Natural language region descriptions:
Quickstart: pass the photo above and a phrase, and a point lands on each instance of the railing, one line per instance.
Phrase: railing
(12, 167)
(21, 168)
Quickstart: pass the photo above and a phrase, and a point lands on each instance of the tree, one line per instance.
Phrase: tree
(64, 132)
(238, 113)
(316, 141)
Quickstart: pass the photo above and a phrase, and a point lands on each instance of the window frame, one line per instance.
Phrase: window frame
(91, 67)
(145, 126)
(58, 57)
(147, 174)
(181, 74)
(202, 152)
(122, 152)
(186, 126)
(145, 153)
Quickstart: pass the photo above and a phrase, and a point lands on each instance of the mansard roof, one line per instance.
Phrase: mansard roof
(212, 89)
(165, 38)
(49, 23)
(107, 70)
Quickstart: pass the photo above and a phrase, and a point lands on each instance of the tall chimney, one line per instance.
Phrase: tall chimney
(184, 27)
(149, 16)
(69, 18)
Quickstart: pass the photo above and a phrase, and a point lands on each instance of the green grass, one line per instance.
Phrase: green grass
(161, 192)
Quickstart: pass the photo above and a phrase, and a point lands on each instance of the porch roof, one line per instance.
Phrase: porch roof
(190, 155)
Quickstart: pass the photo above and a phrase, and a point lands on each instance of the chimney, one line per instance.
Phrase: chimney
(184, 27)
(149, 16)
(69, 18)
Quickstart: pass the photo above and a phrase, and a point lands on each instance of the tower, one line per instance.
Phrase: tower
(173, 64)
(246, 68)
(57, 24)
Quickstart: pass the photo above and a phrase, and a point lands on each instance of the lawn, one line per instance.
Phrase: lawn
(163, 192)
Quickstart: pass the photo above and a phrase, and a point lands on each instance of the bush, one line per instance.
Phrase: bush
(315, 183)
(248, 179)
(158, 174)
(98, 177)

# Action item:
Repeat the lines above, from the one containing "Phrase: tall chimney" to the final line, word for word and with nothing else.

# Task answer:
Phrase: tall chimney
(184, 27)
(149, 16)
(69, 18)
Quickstart: pass the photo above and a phrase, and a point lands on each instance of the green grass, one line per instance.
Phrase: green grass
(161, 192)
Quickstart: pass the photo above and a phrase, and a point lands on each instance of the porch roof, one line per instance.
Phrase: porch roof
(190, 155)
Quickstart: pass the photo above and a phrase, and a point lands on each instance of the chimney, one line per instance.
Phrase: chimney
(184, 27)
(149, 16)
(69, 18)
Quickstart: pass the photo above and a phrase, and a point lands on each instance of the tower, one line per instance.
Phrase: tower
(173, 64)
(246, 68)
(57, 24)
Quickstart: pass the photo above and a phrase, and a point lands on each instance of the lawn, one line per instance.
Phrase: lawn
(163, 192)
Quickstart: pass the photo above and a phrase, and a point lands on each instance of the bush, one line per instance.
Phrase: bush
(315, 183)
(248, 179)
(158, 174)
(98, 177)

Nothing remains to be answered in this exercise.